Copy the data below starting at the line containing "I need to know where the dark" and ending at the line containing "[0,243,518,372]", both included, keeping every request line. Shift every bounding box coordinate in the answers by adding 70.

##### Materials provided #####

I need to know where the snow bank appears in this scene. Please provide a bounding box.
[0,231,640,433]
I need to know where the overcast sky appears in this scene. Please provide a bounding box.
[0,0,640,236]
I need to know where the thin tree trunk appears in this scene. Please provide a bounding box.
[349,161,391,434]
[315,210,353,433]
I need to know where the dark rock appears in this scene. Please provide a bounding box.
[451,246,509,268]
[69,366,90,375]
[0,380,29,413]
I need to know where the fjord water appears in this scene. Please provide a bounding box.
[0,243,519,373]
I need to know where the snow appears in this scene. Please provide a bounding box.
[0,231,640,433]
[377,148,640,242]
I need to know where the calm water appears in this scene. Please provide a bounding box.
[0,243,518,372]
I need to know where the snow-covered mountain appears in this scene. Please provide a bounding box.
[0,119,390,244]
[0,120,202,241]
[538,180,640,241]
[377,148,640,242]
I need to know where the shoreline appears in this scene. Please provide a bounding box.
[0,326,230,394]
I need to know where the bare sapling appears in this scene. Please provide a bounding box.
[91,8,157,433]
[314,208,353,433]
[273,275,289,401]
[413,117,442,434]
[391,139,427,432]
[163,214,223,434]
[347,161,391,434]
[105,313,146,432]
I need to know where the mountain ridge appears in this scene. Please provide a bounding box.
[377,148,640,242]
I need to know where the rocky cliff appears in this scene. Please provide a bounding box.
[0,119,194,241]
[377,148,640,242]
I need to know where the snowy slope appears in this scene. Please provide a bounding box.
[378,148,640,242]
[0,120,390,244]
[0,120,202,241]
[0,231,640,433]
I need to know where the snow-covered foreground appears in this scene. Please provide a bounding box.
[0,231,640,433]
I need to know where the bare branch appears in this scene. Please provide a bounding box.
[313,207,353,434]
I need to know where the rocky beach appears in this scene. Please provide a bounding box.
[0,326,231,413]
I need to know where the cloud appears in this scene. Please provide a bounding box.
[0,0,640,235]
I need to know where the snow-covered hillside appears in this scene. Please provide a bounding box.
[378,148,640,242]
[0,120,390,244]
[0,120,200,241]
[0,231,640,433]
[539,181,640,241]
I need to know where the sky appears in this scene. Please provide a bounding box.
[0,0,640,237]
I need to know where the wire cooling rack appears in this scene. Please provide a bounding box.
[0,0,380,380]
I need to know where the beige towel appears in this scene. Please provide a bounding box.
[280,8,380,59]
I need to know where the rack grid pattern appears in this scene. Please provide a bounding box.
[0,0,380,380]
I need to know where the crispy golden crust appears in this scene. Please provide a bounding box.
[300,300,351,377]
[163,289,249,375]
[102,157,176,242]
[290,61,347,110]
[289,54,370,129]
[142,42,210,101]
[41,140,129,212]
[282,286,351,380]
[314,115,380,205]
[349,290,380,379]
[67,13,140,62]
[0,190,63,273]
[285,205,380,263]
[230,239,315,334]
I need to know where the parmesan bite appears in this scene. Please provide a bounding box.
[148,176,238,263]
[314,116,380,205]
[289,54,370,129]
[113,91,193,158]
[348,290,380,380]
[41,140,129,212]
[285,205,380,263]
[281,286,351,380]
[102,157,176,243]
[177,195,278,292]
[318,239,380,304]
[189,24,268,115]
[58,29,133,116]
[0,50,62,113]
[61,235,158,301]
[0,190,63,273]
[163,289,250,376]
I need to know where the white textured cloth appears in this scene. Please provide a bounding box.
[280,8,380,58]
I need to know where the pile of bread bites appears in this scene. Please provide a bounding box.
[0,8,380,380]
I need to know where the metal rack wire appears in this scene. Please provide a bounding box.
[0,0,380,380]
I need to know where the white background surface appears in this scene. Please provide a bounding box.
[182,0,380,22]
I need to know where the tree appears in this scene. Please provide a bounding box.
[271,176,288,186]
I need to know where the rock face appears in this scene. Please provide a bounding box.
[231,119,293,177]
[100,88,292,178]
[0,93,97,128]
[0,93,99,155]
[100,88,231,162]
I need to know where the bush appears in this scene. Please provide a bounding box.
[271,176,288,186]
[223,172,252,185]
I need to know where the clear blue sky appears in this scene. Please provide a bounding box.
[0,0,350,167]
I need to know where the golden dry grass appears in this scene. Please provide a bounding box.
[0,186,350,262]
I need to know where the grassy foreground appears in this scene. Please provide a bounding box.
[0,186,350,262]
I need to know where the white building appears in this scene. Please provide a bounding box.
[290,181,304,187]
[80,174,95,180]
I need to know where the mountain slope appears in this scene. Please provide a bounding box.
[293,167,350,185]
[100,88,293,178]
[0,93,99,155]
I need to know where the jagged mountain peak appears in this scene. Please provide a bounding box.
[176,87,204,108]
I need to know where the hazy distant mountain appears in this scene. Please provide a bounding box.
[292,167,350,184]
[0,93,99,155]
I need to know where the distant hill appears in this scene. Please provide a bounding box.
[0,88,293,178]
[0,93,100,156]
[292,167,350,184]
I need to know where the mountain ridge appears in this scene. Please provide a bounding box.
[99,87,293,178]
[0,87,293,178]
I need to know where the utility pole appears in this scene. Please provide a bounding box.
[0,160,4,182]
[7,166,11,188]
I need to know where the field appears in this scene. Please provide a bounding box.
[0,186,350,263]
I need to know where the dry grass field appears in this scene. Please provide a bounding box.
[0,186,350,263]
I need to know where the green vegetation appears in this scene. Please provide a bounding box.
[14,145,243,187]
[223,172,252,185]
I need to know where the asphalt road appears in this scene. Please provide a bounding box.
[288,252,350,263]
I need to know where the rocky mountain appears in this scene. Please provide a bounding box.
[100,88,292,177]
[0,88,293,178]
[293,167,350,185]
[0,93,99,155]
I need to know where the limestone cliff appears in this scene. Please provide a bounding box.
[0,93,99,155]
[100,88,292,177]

#####
##### Materials provided #####

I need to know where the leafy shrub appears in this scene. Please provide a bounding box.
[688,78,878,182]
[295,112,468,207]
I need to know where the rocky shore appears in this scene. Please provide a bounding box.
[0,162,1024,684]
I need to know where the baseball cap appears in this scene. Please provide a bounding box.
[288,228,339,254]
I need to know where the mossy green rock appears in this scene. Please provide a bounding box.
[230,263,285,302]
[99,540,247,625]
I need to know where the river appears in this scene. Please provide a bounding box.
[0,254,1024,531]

#####
##### Materials provided #####

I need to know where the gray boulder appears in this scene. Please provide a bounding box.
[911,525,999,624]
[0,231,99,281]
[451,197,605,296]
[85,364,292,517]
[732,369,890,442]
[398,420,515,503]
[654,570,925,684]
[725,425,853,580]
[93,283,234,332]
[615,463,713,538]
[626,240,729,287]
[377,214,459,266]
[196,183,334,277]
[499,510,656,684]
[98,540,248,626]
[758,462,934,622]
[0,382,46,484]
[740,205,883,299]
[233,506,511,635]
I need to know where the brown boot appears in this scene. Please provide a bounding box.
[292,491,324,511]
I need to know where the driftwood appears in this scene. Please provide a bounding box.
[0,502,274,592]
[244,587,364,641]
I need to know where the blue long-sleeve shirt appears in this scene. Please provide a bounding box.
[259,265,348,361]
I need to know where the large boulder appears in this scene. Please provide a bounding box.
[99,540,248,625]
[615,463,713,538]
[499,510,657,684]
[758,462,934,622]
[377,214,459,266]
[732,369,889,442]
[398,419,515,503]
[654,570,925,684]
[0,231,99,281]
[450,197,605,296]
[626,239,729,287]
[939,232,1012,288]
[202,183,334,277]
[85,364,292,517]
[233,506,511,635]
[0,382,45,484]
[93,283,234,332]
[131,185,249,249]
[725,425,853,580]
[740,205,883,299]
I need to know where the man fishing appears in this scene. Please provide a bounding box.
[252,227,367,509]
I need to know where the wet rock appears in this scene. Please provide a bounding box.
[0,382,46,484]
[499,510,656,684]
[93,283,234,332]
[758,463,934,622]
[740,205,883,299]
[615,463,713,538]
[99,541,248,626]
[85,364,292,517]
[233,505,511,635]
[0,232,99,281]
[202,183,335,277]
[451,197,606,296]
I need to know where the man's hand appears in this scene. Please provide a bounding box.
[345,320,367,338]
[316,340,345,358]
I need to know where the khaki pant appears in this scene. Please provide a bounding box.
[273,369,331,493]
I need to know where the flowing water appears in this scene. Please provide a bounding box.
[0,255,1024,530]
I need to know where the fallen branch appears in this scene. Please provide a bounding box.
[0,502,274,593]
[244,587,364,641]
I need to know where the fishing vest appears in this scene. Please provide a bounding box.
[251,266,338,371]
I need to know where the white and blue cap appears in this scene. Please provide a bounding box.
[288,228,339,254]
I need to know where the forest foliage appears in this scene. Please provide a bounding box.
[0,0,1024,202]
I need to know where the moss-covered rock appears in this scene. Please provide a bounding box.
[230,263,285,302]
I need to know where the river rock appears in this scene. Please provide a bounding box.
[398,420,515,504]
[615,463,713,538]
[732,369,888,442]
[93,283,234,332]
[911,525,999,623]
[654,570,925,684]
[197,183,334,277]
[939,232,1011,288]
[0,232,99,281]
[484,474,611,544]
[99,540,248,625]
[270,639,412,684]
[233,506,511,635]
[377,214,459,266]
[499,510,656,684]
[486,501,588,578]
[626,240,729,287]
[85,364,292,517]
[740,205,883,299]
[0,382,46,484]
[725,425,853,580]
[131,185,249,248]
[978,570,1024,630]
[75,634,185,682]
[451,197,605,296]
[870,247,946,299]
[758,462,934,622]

#####

■ Final result:
I need to know where the dark rock appears in this scene. Please provide a bounding box.
[521,316,579,338]
[139,436,160,445]
[70,450,99,483]
I need to know where the fjord water appears in this scene. Please provide a bounding box.
[70,313,589,443]
I need to know where the snow appears in this scene. Please provide a bounding box.
[70,301,710,503]
[447,218,710,312]
I need to know where the calm water appears in this scene. Please provide a bounding box.
[70,313,588,442]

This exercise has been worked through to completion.